WHAT TO PRODUCE.
Reproduce the part of the passage on visiting Los Angeles that runs from "Even scenic outlooks" up to and including "in its movies.".

SUPPLIED PASSAGE.
"""
If anything, the tragedy of California is in our naively following the same, ever-sweetening pied piper songs of those we elect without recognizing the ever-souring and more dangerous opposite direction in which they are leading us—and not ousting them when they directly ignore our decisions.
While informing CA readers of what’s going on in LA County and convincing some to reconsider their voting patterns would be a great boon, this article’s focus is, in the end, on warning those outside of the state about what to expect should they choose to visit. Don’t get me wrong: I love southern California, which is why I am so saddened and angered by the direction it has gone—and did not need to go. Furthermore, my love stops when it places people in danger, and it behooves me and other Californians to try to prevent others from being victimised by our choices. With a lack of public law and order, things have gotten much less predictable in LA, and, while residents who have not left the state may have the werewithal to handle it, visitors expecting Hollywood to align with their expectations may be in for a rude awakening.
Even scenic outlooks far from the city center are not free from threat, much less the freeways through the inner city. Popular food spots, from restaurants to taco trucks, now carry more risk of crime, and, while some efforts to reduce the presence of homeless encampments are moving forward, housing advocates and opponents of programs like 2020’s Project Roomkey are contending over whether to require all hotels in the city to fill unbooked rooms with homeless individuals, possibly landing future tourists in rooms next to drug addicts. Add to all of this the artificially (because of taxes) high gas prices, toxic algae and sewage at select beaches (and, what with runoff from the homeless encampments, virtually the whole coast after a rain), and unavoidable looneys apparently confused about when Pride Month is, and Hollywood is a very different town than is portrayed in its movies.
Nonetheless, if people are intent on coming to California, they can certainly have a wonderful time—there is a lot to see and much fun to be had. With Pacific Coast Highway running along the ocean from Santa Monica to Monterey, as well as the High Sierras and Yosemite, the Redwoods, and Death Valley (ironically one of the state’s safer places to visit), California is made for road trips. Locations like San Diego’s Balboa Park and nearby Zoo, Pasadena’s Huntington Library and Gardens (which, among other exhibits, boasts prints of Shakespeare from his lifetime), and Long Beach’s Aquarium of the Pacific are great for those wanting to see the sights while getting in their steps and tiring out their kids. There are also theme parks like Universal Studios, Six Flags Magic Mountain, and, of course, Disneyland. With prudence, planning, and flexibility, travelers can easily have a great time, so long as they avoid certain areas, keep their car doors locked, and watch their luggage until arriving at their hotel room. If one has access to previous visitors or a local who can direct them on which sights to see and which to skip, so much the better.
"""
Region pointing data.
"""
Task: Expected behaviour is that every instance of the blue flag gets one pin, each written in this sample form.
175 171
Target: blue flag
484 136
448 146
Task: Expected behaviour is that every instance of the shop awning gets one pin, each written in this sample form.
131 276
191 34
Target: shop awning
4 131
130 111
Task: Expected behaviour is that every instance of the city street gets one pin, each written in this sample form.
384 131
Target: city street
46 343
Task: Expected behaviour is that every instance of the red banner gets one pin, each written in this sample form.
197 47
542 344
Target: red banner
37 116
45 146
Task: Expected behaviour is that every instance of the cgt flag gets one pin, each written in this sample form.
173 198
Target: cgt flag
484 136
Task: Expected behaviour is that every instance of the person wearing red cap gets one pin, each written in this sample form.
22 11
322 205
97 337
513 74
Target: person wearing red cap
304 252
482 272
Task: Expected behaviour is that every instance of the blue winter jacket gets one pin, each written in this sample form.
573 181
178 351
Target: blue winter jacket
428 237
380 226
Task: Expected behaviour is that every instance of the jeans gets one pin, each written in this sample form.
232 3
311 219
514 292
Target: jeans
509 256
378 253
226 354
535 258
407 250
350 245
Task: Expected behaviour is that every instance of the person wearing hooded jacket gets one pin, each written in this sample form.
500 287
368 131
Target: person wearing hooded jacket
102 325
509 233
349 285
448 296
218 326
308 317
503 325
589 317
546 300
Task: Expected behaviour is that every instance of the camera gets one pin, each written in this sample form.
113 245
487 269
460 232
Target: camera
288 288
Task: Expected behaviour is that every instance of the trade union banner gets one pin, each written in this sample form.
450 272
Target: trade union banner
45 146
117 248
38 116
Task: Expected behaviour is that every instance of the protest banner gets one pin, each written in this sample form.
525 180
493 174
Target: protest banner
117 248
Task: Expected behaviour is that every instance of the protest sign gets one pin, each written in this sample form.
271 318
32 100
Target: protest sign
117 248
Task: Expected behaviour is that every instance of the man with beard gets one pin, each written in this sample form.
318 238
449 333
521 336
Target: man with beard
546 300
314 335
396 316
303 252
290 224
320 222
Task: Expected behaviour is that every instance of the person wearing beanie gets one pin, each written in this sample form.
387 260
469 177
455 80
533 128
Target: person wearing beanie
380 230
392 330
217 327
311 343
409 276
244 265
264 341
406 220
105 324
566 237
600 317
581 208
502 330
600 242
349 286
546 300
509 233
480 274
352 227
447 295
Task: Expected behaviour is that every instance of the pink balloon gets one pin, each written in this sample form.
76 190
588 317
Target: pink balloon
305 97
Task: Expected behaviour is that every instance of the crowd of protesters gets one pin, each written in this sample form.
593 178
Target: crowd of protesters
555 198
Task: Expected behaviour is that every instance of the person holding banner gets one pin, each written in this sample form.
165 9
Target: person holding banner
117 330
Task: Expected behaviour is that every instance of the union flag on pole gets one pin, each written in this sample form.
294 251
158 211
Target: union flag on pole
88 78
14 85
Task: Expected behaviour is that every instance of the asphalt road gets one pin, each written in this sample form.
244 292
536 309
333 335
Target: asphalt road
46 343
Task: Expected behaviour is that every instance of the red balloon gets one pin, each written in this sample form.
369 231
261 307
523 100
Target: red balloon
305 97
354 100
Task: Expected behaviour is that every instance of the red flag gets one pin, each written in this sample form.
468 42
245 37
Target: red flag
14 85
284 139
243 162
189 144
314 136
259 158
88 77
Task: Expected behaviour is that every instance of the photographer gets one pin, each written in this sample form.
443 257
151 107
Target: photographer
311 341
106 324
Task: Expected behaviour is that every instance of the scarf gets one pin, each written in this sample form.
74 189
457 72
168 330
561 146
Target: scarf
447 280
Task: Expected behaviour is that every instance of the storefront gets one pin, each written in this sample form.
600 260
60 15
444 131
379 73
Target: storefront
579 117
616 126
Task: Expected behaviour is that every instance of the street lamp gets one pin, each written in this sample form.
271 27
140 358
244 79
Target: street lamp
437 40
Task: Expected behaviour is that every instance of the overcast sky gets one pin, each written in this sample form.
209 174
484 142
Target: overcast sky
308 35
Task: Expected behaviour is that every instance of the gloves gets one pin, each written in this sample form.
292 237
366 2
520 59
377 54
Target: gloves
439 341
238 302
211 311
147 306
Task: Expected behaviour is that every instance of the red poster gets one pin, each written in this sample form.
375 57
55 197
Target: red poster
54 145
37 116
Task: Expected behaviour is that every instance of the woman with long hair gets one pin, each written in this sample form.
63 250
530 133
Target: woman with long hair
"""
FINAL ANSWER.
Even scenic outlooks far from the city center are not free from threat, much less the freeways through the inner city. Popular food spots, from restaurants to taco trucks, now carry more risk of crime, and, while some efforts to reduce the presence of homeless encampments are moving forward, housing advocates and opponents of programs like 2020’s Project Roomkey are contending over whether to require all hotels in the city to fill unbooked rooms with homeless individuals, possibly landing future tourists in rooms next to drug addicts. Add to all of this the artificially (because of taxes) high gas prices, toxic algae and sewage at select beaches (and, what with runoff from the homeless encampments, virtually the whole coast after a rain), and unavoidable looneys apparently confused about when Pride Month is, and Hollywood is a very different town than is portrayed in its movies.